━━━ Texte à lire

Pour redécouvrir Epictète
Nous pensions avoir tout lu d’Épictète, tout connu de ses maximes si profitables à la conduite de nos vies, tout entendu de ses Entretiens, ravis par leur style percutant, n’ayant d’égal que les dialogues du grand Platon. Mais s’il est bien un sort partagé par bon nombre de philosophes antiques, et singulièrement les moralistes, c’est d’être, sinon tout bonnement passés dans l’oubli, du moins résumés au titre d’un seul de leurs livres, quand la loi du marché ne les a pas déjà condamnés pas au rayon des sciences occultes ou du développement personnel. Pour celui d’entre eux, Épictète, que l’on peut considérer comme le penseur antique le plus traduit, discuté et imité, une partie de son corpus est curieusement restée inédite en français. La raison de cette négligence doit peut-être tenir au succès impressionnant du Manuel, dont on compte un nombre incalculable de traductions et d’éditions, et qui occulte déjà partiellement l’existence des Entretiens dont il est l’abrégé.
Mais si ces derniers dialogues ont bien souvent été délaissés à cause d’une longueur qu’on imagine propre à décourager le lecteur, il n’en sera rien pour les Sentences et Fragments. Que le profane se rassure donc, ces traits ont conservé le style épuré et concis propre au célèbre directeur de conscience. Et c’est bien par mégarde qu’on en eut jamais proposé d’édition française, alors même que les Italiens, les Anglais, les Allemands et les Espagnols peuvent les lire depuis longtemps, tandis qu’on s’étonnera encore de la découverte d’un trésor que rien ne cachait vraiment à nos yeux, sinon le manque de volonté d’aller interroger et dénicher dansnos données textuelles, les restes d’une parole aux ressources inépuisables pour la pensée.

━━━━━━

Tâche demandée =>
Poursuivez le texte sur Épictète à partir de sa dernière phrase. Les items qui suivent ne sont pas nécessaires.

━━━ Données fournies

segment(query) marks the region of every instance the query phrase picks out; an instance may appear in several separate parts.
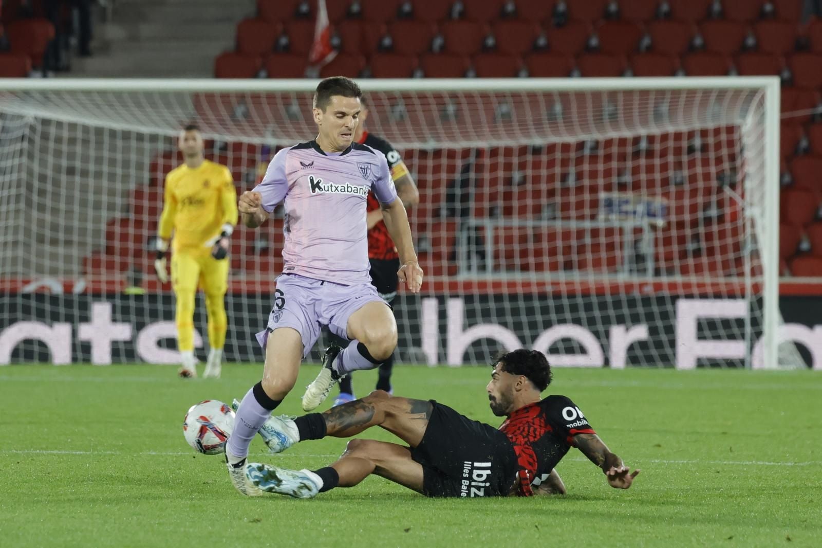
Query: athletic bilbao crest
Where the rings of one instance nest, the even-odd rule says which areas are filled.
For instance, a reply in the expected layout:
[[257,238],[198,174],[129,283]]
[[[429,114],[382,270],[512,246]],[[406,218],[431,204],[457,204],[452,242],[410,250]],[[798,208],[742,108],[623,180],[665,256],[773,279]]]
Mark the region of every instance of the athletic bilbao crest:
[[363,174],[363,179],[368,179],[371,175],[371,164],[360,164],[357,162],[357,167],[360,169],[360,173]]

━━━━━━
━━━ Données fournies

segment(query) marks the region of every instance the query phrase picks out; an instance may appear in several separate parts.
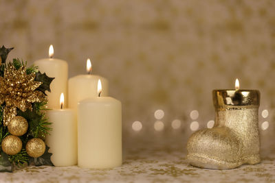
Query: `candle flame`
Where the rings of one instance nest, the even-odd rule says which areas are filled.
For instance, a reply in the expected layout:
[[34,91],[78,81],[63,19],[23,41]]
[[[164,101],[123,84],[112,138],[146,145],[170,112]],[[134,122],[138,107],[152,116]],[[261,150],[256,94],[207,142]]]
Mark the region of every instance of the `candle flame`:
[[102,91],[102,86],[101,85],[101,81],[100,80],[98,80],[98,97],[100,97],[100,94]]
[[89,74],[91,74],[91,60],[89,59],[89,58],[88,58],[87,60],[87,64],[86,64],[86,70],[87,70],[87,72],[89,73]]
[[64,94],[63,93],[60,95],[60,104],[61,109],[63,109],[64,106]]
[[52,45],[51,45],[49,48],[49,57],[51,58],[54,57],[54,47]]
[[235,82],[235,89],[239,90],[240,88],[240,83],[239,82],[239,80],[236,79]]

━━━━━━
━━━ Données fournies

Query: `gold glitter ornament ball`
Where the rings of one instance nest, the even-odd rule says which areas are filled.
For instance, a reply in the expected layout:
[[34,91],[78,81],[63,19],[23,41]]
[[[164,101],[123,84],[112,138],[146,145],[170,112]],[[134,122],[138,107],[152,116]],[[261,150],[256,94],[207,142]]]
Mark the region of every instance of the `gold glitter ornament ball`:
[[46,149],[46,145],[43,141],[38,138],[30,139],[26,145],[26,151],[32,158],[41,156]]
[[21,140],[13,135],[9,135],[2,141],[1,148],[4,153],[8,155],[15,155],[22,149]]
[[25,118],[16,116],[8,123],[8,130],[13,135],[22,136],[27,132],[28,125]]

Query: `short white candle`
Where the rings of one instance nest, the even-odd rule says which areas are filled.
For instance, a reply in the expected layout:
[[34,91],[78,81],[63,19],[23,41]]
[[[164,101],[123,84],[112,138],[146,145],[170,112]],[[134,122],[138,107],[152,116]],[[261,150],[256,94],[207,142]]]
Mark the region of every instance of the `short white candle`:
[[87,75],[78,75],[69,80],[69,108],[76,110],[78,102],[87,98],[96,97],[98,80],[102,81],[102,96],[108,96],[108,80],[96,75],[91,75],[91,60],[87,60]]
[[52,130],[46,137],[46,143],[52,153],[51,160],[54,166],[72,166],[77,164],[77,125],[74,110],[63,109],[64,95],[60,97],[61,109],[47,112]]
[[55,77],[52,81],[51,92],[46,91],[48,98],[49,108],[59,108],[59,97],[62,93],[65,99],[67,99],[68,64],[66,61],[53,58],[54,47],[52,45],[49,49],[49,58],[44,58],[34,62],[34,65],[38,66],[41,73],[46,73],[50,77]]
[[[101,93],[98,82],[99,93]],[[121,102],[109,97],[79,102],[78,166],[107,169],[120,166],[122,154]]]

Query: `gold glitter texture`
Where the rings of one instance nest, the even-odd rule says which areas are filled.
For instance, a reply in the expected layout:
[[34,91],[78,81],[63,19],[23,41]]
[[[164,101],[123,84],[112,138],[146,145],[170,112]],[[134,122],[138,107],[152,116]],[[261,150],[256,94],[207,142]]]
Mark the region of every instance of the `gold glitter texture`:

━━━━━━

Exercice corrigé =>
Et c’est là l’objectif de la présente édition qui, proposant, pour la grande majorité des Sentences et Fragments, une traduction française inédite, lisible et accessible à tous, chercha à montrer l’intérêt que ceux-ci peuvent encore avoir aujourd’hui pour la réflexion et l’histoire de la philosophie, en disposant à l’usage des lecteurs les plus avancés un appareil de note élaboré. Quant aux problèmes textuels, ils ne doivent pas minorer sinon occulter la valeur des textes ici présentés. En effet, si de nombreux thèmes connus du stoïcisme d’épictète s’y retrouvent, ils sont parfois davantage explorés et précisés qu’ils ne l’étaient dans les Entretiens et le Manuel.
De ces fragments retrouvés des livres perdus des Entretiens, peut-être quatre ou huit de plus que nous n’en disposons aujourd’hui, nous sommes fondés à croire que, dans l’ensemble, ils réaffirment à leur manière le stoïcisme radical du penseur, tout en proposant, pour certains du moins, des aspects novateurs qui aideront peut-être les spécialistes à approfondir quelques-unes de leurs positions. On remarquera, par exemple, une présence très nette du rapport de l’homme au dieu, en ajoutant à la distinction canonique du Manuel entre ce qui dépend de nous et ce qui ne dépend pas de nous, une dimension cosmologique essentielle qui ne s’y trouvait pas explicitement dite. Nous laissons le lecteur averti, maîtrisant son Épictète, discerner les variations mélodiques introduites par cette parole parfois obscure, pourvu qu’il ne manque pas de se rappeler la teneur fondamentalement active du discours philosophique, fût-il lacunaire et corrompu. (…)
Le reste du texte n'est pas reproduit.